═════ Given entries

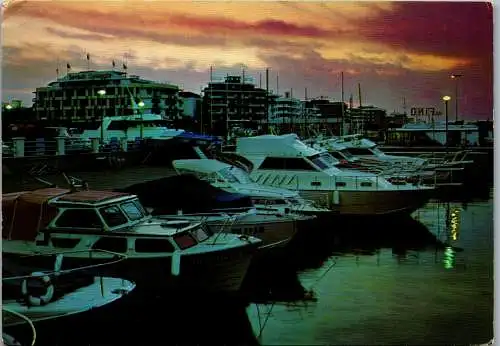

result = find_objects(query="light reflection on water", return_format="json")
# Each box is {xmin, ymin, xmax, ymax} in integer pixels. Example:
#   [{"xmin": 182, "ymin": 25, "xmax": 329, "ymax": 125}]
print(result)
[{"xmin": 247, "ymin": 196, "xmax": 493, "ymax": 345}]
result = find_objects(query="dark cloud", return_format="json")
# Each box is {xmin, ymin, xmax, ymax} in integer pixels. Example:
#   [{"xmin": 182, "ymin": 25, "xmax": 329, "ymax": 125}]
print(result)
[
  {"xmin": 358, "ymin": 1, "xmax": 493, "ymax": 58},
  {"xmin": 45, "ymin": 27, "xmax": 110, "ymax": 41}
]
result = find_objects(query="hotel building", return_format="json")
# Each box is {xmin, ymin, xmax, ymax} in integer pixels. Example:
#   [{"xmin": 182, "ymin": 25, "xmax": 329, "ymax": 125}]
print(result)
[{"xmin": 33, "ymin": 71, "xmax": 182, "ymax": 124}]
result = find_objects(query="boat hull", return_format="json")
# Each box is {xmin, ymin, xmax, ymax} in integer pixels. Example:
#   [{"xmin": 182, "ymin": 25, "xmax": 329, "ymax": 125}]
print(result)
[
  {"xmin": 207, "ymin": 214, "xmax": 299, "ymax": 250},
  {"xmin": 3, "ymin": 239, "xmax": 260, "ymax": 293},
  {"xmin": 300, "ymin": 189, "xmax": 433, "ymax": 216},
  {"xmin": 2, "ymin": 277, "xmax": 135, "ymax": 327}
]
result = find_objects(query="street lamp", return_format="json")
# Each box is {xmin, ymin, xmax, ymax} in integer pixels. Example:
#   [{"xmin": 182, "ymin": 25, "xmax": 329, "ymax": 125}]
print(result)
[
  {"xmin": 443, "ymin": 95, "xmax": 451, "ymax": 148},
  {"xmin": 450, "ymin": 73, "xmax": 463, "ymax": 121},
  {"xmin": 97, "ymin": 89, "xmax": 106, "ymax": 143},
  {"xmin": 137, "ymin": 101, "xmax": 144, "ymax": 139}
]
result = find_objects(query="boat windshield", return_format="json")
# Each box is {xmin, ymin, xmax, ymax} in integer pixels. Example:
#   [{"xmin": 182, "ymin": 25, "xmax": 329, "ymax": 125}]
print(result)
[
  {"xmin": 191, "ymin": 226, "xmax": 210, "ymax": 243},
  {"xmin": 221, "ymin": 167, "xmax": 253, "ymax": 184},
  {"xmin": 99, "ymin": 205, "xmax": 128, "ymax": 228},
  {"xmin": 370, "ymin": 147, "xmax": 384, "ymax": 156},
  {"xmin": 121, "ymin": 201, "xmax": 145, "ymax": 221},
  {"xmin": 174, "ymin": 232, "xmax": 198, "ymax": 250},
  {"xmin": 339, "ymin": 149, "xmax": 354, "ymax": 159},
  {"xmin": 308, "ymin": 153, "xmax": 339, "ymax": 170},
  {"xmin": 219, "ymin": 167, "xmax": 239, "ymax": 183}
]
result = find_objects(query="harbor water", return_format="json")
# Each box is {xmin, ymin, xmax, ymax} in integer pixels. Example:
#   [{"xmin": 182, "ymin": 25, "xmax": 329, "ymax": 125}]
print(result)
[{"xmin": 6, "ymin": 188, "xmax": 493, "ymax": 346}]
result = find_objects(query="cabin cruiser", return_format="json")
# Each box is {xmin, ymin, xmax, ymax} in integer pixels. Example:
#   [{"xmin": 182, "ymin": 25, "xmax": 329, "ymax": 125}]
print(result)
[
  {"xmin": 236, "ymin": 134, "xmax": 433, "ymax": 215},
  {"xmin": 310, "ymin": 134, "xmax": 428, "ymax": 169},
  {"xmin": 2, "ymin": 250, "xmax": 136, "ymax": 345},
  {"xmin": 2, "ymin": 188, "xmax": 261, "ymax": 292},
  {"xmin": 79, "ymin": 114, "xmax": 184, "ymax": 143},
  {"xmin": 311, "ymin": 141, "xmax": 449, "ymax": 185},
  {"xmin": 320, "ymin": 135, "xmax": 473, "ymax": 185},
  {"xmin": 2, "ymin": 250, "xmax": 135, "ymax": 327},
  {"xmin": 119, "ymin": 175, "xmax": 304, "ymax": 249},
  {"xmin": 172, "ymin": 159, "xmax": 329, "ymax": 215}
]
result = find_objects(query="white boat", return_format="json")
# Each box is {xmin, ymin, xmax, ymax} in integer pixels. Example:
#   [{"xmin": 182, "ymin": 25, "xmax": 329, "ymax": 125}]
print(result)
[
  {"xmin": 79, "ymin": 114, "xmax": 184, "ymax": 143},
  {"xmin": 120, "ymin": 175, "xmax": 304, "ymax": 249},
  {"xmin": 317, "ymin": 134, "xmax": 428, "ymax": 169},
  {"xmin": 172, "ymin": 159, "xmax": 329, "ymax": 215},
  {"xmin": 318, "ymin": 134, "xmax": 473, "ymax": 185},
  {"xmin": 311, "ymin": 140, "xmax": 442, "ymax": 185},
  {"xmin": 2, "ymin": 188, "xmax": 261, "ymax": 292},
  {"xmin": 236, "ymin": 134, "xmax": 434, "ymax": 215},
  {"xmin": 2, "ymin": 250, "xmax": 136, "ymax": 327}
]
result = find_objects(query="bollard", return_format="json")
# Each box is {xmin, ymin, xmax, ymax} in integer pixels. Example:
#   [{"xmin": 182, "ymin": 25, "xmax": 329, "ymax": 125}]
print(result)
[
  {"xmin": 91, "ymin": 138, "xmax": 99, "ymax": 153},
  {"xmin": 56, "ymin": 137, "xmax": 66, "ymax": 155},
  {"xmin": 120, "ymin": 137, "xmax": 128, "ymax": 152},
  {"xmin": 12, "ymin": 137, "xmax": 26, "ymax": 157}
]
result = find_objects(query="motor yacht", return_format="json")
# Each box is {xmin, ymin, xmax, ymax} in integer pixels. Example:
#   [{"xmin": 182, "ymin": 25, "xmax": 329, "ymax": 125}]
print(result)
[
  {"xmin": 120, "ymin": 175, "xmax": 302, "ymax": 249},
  {"xmin": 172, "ymin": 159, "xmax": 329, "ymax": 215},
  {"xmin": 236, "ymin": 134, "xmax": 434, "ymax": 215},
  {"xmin": 317, "ymin": 134, "xmax": 473, "ymax": 186},
  {"xmin": 2, "ymin": 188, "xmax": 261, "ymax": 292}
]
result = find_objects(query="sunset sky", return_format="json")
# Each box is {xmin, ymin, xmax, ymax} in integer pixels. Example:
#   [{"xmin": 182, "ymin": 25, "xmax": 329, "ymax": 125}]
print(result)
[{"xmin": 2, "ymin": 0, "xmax": 493, "ymax": 119}]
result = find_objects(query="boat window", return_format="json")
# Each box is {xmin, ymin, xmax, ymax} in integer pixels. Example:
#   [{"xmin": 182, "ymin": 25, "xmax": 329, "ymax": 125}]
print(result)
[
  {"xmin": 336, "ymin": 149, "xmax": 354, "ymax": 159},
  {"xmin": 99, "ymin": 205, "xmax": 128, "ymax": 227},
  {"xmin": 285, "ymin": 157, "xmax": 314, "ymax": 171},
  {"xmin": 107, "ymin": 120, "xmax": 131, "ymax": 131},
  {"xmin": 121, "ymin": 201, "xmax": 144, "ymax": 221},
  {"xmin": 134, "ymin": 199, "xmax": 149, "ymax": 215},
  {"xmin": 308, "ymin": 153, "xmax": 339, "ymax": 170},
  {"xmin": 174, "ymin": 233, "xmax": 197, "ymax": 250},
  {"xmin": 330, "ymin": 151, "xmax": 345, "ymax": 160},
  {"xmin": 92, "ymin": 237, "xmax": 127, "ymax": 253},
  {"xmin": 219, "ymin": 167, "xmax": 239, "ymax": 183},
  {"xmin": 54, "ymin": 209, "xmax": 103, "ymax": 229},
  {"xmin": 260, "ymin": 157, "xmax": 285, "ymax": 169},
  {"xmin": 135, "ymin": 239, "xmax": 175, "ymax": 252},
  {"xmin": 191, "ymin": 226, "xmax": 210, "ymax": 243},
  {"xmin": 370, "ymin": 147, "xmax": 384, "ymax": 155},
  {"xmin": 50, "ymin": 237, "xmax": 80, "ymax": 249},
  {"xmin": 349, "ymin": 148, "xmax": 373, "ymax": 156}
]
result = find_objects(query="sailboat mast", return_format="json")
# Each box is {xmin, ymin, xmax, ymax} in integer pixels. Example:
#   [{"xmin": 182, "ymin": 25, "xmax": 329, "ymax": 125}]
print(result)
[{"xmin": 340, "ymin": 72, "xmax": 345, "ymax": 136}]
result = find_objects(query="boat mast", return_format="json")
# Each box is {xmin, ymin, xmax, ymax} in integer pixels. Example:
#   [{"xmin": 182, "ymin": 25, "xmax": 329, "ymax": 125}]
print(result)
[
  {"xmin": 358, "ymin": 83, "xmax": 365, "ymax": 132},
  {"xmin": 340, "ymin": 71, "xmax": 345, "ymax": 136}
]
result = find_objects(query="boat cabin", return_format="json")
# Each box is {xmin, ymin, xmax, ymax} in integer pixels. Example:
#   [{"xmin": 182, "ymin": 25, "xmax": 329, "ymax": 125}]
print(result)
[
  {"xmin": 172, "ymin": 159, "xmax": 254, "ymax": 185},
  {"xmin": 80, "ymin": 114, "xmax": 184, "ymax": 141},
  {"xmin": 2, "ymin": 188, "xmax": 211, "ymax": 255},
  {"xmin": 172, "ymin": 159, "xmax": 299, "ymax": 205},
  {"xmin": 236, "ymin": 134, "xmax": 339, "ymax": 172}
]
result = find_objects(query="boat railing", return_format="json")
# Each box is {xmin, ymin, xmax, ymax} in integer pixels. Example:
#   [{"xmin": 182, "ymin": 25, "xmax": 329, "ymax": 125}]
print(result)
[
  {"xmin": 2, "ymin": 137, "xmax": 143, "ymax": 158},
  {"xmin": 255, "ymin": 172, "xmax": 433, "ymax": 191},
  {"xmin": 2, "ymin": 306, "xmax": 37, "ymax": 346},
  {"xmin": 2, "ymin": 249, "xmax": 127, "ymax": 282}
]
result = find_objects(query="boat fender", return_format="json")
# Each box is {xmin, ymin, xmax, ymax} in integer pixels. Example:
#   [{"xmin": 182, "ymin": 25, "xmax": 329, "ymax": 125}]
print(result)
[
  {"xmin": 54, "ymin": 254, "xmax": 64, "ymax": 273},
  {"xmin": 21, "ymin": 272, "xmax": 55, "ymax": 306},
  {"xmin": 171, "ymin": 251, "xmax": 181, "ymax": 276}
]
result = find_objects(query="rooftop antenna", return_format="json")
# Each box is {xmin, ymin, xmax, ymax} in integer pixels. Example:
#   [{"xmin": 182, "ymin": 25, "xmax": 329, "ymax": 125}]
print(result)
[
  {"xmin": 266, "ymin": 68, "xmax": 269, "ymax": 133},
  {"xmin": 210, "ymin": 65, "xmax": 214, "ymax": 134},
  {"xmin": 340, "ymin": 72, "xmax": 345, "ymax": 136},
  {"xmin": 87, "ymin": 53, "xmax": 90, "ymax": 71},
  {"xmin": 56, "ymin": 57, "xmax": 59, "ymax": 80}
]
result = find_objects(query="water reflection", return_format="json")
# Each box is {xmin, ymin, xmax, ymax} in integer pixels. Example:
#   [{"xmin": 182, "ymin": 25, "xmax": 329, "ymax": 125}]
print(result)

══════════

▶ Exercise objective:
Return every line in the material above that includes the word "mast".

▶ Task solution:
result = find_objects(query="sailboat mast", return_format="json")
result = find_objects(query="boat mast", return_format="json")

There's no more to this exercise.